Records from a data source:

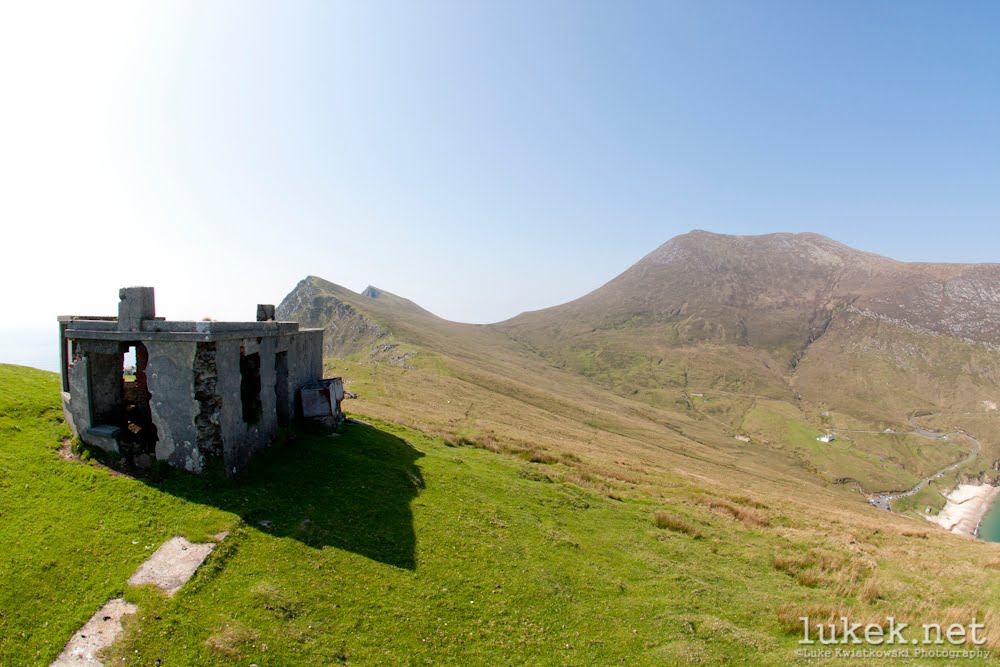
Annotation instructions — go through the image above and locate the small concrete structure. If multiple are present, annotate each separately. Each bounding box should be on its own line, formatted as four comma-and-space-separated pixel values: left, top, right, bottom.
59, 287, 343, 475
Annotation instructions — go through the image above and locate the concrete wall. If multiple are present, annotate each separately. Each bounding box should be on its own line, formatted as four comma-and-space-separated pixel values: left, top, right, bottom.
145, 340, 205, 472
63, 323, 323, 475
215, 338, 278, 475
288, 329, 323, 415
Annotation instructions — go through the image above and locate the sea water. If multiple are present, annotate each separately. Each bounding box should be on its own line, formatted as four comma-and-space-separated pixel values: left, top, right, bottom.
979, 501, 1000, 542
0, 330, 59, 372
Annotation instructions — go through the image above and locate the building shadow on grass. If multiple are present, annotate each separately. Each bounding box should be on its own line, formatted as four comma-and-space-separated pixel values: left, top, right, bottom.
148, 422, 424, 570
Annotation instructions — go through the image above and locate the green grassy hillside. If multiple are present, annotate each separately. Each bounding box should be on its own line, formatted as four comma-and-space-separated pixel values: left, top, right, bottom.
0, 353, 1000, 665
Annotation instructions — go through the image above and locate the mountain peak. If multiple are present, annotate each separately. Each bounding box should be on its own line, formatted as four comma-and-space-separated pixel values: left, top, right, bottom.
640, 229, 890, 269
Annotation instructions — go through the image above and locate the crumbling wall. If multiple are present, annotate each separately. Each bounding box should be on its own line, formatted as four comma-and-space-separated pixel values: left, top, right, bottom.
146, 340, 205, 472
216, 337, 278, 475
194, 343, 222, 457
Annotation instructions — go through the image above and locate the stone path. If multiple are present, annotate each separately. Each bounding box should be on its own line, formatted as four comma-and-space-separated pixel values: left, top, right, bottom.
51, 598, 138, 667
128, 537, 215, 596
50, 533, 219, 667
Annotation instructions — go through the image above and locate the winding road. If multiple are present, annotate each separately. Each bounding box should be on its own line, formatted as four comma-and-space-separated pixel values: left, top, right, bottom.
845, 415, 983, 512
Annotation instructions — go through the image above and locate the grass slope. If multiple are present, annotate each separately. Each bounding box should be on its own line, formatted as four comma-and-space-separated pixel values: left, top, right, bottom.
0, 368, 1000, 666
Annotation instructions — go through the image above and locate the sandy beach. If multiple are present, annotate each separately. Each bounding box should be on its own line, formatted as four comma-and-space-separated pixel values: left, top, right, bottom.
926, 484, 1000, 537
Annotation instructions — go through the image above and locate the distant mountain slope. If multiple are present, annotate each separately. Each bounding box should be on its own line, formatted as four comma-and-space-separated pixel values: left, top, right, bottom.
278, 232, 1000, 490
496, 231, 1000, 420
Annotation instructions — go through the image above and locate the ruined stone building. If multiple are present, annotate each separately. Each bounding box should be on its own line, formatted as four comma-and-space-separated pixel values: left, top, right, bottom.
59, 287, 343, 474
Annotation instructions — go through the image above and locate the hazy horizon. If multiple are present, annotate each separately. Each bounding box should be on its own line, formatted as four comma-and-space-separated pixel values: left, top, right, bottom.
0, 2, 1000, 352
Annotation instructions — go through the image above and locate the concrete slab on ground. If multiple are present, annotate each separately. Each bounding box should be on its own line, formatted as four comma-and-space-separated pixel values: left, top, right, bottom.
128, 537, 215, 595
51, 598, 137, 667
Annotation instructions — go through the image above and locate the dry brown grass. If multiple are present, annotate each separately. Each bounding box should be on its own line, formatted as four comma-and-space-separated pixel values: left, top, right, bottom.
704, 498, 771, 528
653, 510, 703, 540
777, 603, 889, 637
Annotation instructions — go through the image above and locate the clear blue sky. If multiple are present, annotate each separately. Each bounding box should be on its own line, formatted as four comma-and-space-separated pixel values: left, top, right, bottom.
0, 0, 1000, 354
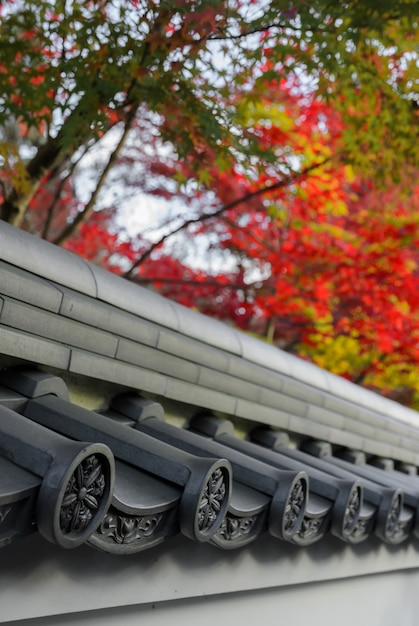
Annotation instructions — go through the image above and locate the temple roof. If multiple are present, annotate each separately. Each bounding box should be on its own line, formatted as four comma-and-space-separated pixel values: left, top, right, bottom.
0, 224, 419, 554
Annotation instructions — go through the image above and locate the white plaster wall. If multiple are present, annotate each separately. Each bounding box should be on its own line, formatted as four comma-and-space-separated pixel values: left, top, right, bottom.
6, 571, 419, 626
0, 535, 419, 626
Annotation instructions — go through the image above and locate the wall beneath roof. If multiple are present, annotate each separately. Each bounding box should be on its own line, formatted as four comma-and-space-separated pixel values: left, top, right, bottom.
0, 535, 419, 626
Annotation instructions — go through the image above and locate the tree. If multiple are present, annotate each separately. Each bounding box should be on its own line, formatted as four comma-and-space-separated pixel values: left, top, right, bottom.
0, 0, 419, 400
0, 0, 419, 234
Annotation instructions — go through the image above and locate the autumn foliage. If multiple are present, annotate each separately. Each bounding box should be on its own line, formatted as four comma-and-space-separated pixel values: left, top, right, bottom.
0, 0, 419, 406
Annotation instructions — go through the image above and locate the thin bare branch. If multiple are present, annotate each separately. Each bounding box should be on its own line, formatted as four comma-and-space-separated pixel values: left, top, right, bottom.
124, 157, 332, 278
53, 106, 137, 246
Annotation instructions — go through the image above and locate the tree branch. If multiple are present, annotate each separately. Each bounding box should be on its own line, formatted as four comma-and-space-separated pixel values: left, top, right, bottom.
124, 157, 332, 278
52, 106, 138, 246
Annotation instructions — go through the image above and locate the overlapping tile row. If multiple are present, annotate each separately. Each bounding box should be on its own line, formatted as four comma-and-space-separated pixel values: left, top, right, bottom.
0, 367, 419, 554
0, 225, 419, 554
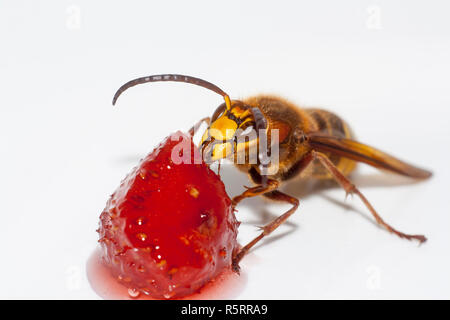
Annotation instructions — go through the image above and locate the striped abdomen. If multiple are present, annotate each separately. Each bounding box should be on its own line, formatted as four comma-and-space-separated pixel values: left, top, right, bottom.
304, 109, 356, 179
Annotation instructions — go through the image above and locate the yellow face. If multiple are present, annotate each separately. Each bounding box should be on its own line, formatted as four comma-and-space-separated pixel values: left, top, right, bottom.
200, 101, 258, 161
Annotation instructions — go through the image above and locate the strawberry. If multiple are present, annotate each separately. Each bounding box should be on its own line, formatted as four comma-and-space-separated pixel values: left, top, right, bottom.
97, 132, 238, 299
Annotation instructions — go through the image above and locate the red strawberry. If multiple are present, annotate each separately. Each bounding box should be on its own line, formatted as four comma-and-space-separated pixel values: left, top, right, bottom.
98, 132, 238, 299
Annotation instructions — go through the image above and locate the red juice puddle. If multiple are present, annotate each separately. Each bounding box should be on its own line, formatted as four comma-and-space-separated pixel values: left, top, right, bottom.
86, 248, 248, 300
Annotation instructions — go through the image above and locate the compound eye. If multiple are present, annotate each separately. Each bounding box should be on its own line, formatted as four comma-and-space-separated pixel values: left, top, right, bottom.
292, 127, 307, 143
211, 103, 226, 122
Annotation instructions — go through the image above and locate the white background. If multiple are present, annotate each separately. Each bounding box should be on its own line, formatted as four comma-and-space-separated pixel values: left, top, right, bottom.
0, 0, 450, 299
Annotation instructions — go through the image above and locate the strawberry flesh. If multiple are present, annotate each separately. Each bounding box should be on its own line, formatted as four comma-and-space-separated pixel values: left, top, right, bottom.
98, 132, 238, 299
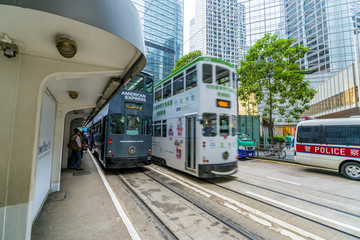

TASK DESCRIPTION: Starting at the line that contains "locate the green" and ending at the line that contains "0, 353, 1000, 665", copy out those lines again, the instruction text included. Increase every bounding box coordinate in the answers by 64.

RESULT:
Annotation instructions — go through the image above and locate the green grassy hillside. If multiple are present, annotate each separately. Each bounding box should be on its own line, formatted as four comma-and-space-separated pixel values: left, top, right, bottom.
64, 417, 1064, 729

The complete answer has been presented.